START DATA TO EXAMINE
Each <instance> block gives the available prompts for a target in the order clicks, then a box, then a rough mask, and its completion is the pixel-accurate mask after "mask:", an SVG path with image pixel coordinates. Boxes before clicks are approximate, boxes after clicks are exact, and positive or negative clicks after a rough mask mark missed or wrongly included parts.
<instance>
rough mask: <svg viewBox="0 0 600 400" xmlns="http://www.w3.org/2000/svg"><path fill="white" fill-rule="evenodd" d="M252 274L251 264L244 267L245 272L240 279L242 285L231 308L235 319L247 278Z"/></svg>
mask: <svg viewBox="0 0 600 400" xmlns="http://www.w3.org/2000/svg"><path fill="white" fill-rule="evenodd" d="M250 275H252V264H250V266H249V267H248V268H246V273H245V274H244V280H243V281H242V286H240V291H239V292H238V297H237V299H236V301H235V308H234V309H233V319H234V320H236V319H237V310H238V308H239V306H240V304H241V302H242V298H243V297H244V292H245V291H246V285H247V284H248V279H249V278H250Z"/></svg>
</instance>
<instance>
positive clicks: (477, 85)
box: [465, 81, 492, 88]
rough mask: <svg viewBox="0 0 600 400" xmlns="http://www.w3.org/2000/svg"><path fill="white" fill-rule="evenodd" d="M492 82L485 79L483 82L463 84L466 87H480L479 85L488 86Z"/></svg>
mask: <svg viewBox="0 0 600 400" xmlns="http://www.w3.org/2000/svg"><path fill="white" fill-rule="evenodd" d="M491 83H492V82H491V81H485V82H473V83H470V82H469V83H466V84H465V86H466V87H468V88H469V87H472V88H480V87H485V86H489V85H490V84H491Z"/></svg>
END DATA TO EXAMINE
▸ **WHAT IS EXPECTED**: Each entry above must be set down again without alteration.

▸ **THE ANSWER**:
Each <instance> block gives the available prompts for a target in the order clicks, then a box, then a rough mask, and its completion is the pixel-accurate mask after "mask:", an SVG path with image pixel coordinates. Boxes before clicks are approximate, boxes after clicks are exact, and positive or negative clicks after a rough mask mark missed or wrongly included parts.
<instance>
rough mask: <svg viewBox="0 0 600 400" xmlns="http://www.w3.org/2000/svg"><path fill="white" fill-rule="evenodd" d="M252 274L251 264L244 267L245 272L240 279L242 285L231 308L235 319L247 278Z"/></svg>
mask: <svg viewBox="0 0 600 400" xmlns="http://www.w3.org/2000/svg"><path fill="white" fill-rule="evenodd" d="M250 275H252V264H250V266H249V267H248V268H246V273H245V274H244V280H243V281H242V286H240V291H239V292H238V297H237V299H236V301H235V308H234V309H233V319H234V320H236V319H237V310H238V308H239V306H240V304H241V302H242V298H243V297H244V292H245V291H246V285H247V284H248V279H249V278H250Z"/></svg>
</instance>
<instance>
positive clicks: (477, 85)
box: [465, 81, 492, 88]
rough mask: <svg viewBox="0 0 600 400" xmlns="http://www.w3.org/2000/svg"><path fill="white" fill-rule="evenodd" d="M492 82L485 79L483 82L463 84L466 87H480L479 85L488 86Z"/></svg>
mask: <svg viewBox="0 0 600 400" xmlns="http://www.w3.org/2000/svg"><path fill="white" fill-rule="evenodd" d="M491 83H492V82H491V81H485V82H473V83H470V82H469V83H466V84H465V86H466V87H468V88H469V87H472V88H480V87H485V86H489V85H490V84H491Z"/></svg>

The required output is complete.